| Exercise |
All lines of the data shown below should be output exactly as they stand.

| Records supplied |
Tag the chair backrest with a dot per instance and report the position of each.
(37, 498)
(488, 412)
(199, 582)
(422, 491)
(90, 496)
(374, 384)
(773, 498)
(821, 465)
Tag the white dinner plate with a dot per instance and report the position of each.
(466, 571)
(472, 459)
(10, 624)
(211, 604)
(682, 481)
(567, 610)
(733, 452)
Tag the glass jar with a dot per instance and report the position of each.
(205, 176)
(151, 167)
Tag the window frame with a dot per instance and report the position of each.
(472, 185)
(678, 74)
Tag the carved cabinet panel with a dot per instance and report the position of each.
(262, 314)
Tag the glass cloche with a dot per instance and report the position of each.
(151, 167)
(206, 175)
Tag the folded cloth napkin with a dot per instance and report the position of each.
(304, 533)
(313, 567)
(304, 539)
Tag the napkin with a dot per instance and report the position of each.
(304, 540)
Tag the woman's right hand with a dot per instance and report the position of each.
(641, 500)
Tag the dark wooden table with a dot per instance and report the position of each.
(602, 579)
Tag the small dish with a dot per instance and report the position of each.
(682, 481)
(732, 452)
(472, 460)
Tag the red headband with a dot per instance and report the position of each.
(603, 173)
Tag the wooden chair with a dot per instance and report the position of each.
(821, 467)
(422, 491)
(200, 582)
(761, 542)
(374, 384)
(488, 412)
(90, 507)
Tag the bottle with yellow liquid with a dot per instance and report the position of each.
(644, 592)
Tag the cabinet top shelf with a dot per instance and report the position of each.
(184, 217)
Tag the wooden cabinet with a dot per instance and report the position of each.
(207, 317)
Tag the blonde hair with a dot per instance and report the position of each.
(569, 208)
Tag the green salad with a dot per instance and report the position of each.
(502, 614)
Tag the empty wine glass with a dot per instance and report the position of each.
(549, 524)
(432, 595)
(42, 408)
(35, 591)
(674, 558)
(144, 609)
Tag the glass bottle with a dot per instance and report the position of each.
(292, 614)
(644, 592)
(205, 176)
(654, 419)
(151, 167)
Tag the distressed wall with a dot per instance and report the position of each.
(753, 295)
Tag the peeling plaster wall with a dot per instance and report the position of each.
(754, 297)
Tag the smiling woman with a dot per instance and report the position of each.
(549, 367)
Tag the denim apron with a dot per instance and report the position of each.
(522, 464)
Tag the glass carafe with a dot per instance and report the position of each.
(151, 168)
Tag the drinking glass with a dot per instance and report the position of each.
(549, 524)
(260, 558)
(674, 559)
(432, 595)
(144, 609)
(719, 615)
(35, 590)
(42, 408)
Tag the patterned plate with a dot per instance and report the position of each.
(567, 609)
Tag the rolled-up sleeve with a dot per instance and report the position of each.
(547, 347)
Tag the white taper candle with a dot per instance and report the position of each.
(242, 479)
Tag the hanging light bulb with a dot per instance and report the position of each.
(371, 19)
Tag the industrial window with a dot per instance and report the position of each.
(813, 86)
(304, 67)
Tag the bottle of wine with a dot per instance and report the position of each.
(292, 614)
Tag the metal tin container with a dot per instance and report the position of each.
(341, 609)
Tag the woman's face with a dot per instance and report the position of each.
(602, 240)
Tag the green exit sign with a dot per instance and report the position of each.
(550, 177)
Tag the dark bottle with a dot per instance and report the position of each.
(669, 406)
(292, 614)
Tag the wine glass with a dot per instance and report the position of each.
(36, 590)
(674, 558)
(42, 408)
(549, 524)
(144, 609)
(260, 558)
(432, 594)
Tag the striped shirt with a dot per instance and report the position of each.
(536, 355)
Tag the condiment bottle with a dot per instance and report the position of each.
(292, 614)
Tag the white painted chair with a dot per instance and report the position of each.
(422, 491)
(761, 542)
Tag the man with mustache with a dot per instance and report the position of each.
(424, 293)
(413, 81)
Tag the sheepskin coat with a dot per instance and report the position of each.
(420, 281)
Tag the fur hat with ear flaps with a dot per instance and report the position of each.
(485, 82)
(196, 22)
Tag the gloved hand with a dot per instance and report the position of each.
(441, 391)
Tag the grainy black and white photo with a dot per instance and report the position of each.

| Solution for this problem |
Tag the chair backrest with a dot per instance and report the position of each.
(37, 498)
(488, 412)
(199, 582)
(422, 491)
(90, 496)
(374, 384)
(773, 498)
(821, 465)
Tag the white dinner plate with a dot per instance and report the position of each.
(466, 571)
(472, 459)
(10, 624)
(211, 604)
(682, 481)
(567, 610)
(733, 452)
Tag the glass jar with a dot per instance and report the position of each.
(205, 176)
(151, 167)
Tag the window frame with a dot per instance and report the position of each.
(472, 185)
(678, 74)
Tag the carved cabinet panel with a dot per instance and report the position of each.
(262, 314)
Tag the glass cloche with a dot per instance and report the position of each.
(151, 167)
(206, 175)
Tag the folded cloth napkin with a dot per instance and report the position of each.
(304, 533)
(313, 567)
(304, 539)
Tag the napkin with a dot per instance and report the position of each.
(304, 540)
Tag the woman's right hand with a dot per instance and report the position of each.
(641, 500)
Tag the dark wooden table with a dot per instance and report the position of each.
(602, 579)
Tag the small dish with a dot per instance and report the position of each.
(682, 481)
(732, 452)
(472, 460)
Tag the red headband with a dot per instance and report the position of each.
(603, 173)
Tag the wooden chair with a dot per instance and report the position of each.
(821, 467)
(422, 491)
(200, 582)
(761, 542)
(374, 384)
(488, 412)
(90, 507)
Tag the bottle with yellow liquid with a dot per instance and report the position of each.
(644, 592)
Tag the cabinet top shelf with a dot per instance and report the position of each.
(184, 217)
Tag the wooden cabinet with a dot per instance and report the position of each.
(207, 317)
Tag the blonde hair with a dot per instance and report the position of each.
(569, 208)
Tag the green salad with a dot per instance and report the position of each.
(502, 614)
Tag the empty wine glass with a dot per instance and report the position of each.
(549, 524)
(432, 595)
(42, 408)
(35, 591)
(674, 558)
(144, 609)
Tag the glass bottle with a dot per instance and report the position of each.
(292, 614)
(644, 592)
(205, 176)
(654, 419)
(151, 167)
Tag the distressed wall with a dot per instance and report the position of each.
(753, 295)
Tag the peeling plaster wall with a dot per instance and report the position of each.
(754, 297)
Tag the smiling woman with a dot per instance and report the position of each.
(549, 367)
Tag the denim apron with a dot per instance and report the position of each.
(522, 464)
Tag the glass carafe with a dot per instance and report the position of each.
(151, 168)
Tag the drinking glass with a dot per instance and report the position of each.
(549, 524)
(260, 558)
(674, 559)
(432, 595)
(144, 609)
(719, 615)
(35, 590)
(42, 408)
Tag the patterned plate with a dot per instance and report the position of each.
(567, 609)
Tag the rolled-up sleeve with a dot per instance and report the position of each.
(547, 347)
Tag the white taper candle with a dot per instance and report the position of each.
(242, 479)
Tag the hanging light bulb with a dot per instance and report the position of each.
(371, 19)
Tag the industrial window with a dot per instance and report the position of each.
(813, 86)
(304, 67)
Tag the bottle of wine with a dot per instance and report the position of each.
(292, 614)
Tag the metal tin container with a dot per instance and report the position of each.
(341, 609)
Tag the woman's face with a dot per instance and report the position of each.
(602, 240)
Tag the green exit sign with a dot per instance and report the position of each.
(550, 177)
Tag the dark bottle with a dot per instance and report the position of each.
(669, 406)
(292, 614)
Tag the wine glass with a dot per instance and report the position of each.
(36, 590)
(674, 558)
(42, 408)
(549, 524)
(144, 609)
(260, 558)
(432, 594)
Tag the striped shirt with a dot per instance and report the position of each.
(536, 355)
Tag the condiment bottle with a dot per instance and report the position of each.
(292, 614)
Tag the white painted chair with a dot per instance and report the position of each.
(422, 491)
(761, 542)
Tag the man with mustache with a dot per instance and report the position of each.
(424, 293)
(413, 81)
Tag the sheepskin coat with a dot per instance and report the position of each.
(420, 281)
Tag the fur hat with ear flaps with a dot per instance and report the position of each.
(485, 82)
(196, 22)
Tag the gloved hand with a dot per instance and report the position of each.
(441, 391)
Tag the grainy black and white photo with a dot per instance and report the position of each.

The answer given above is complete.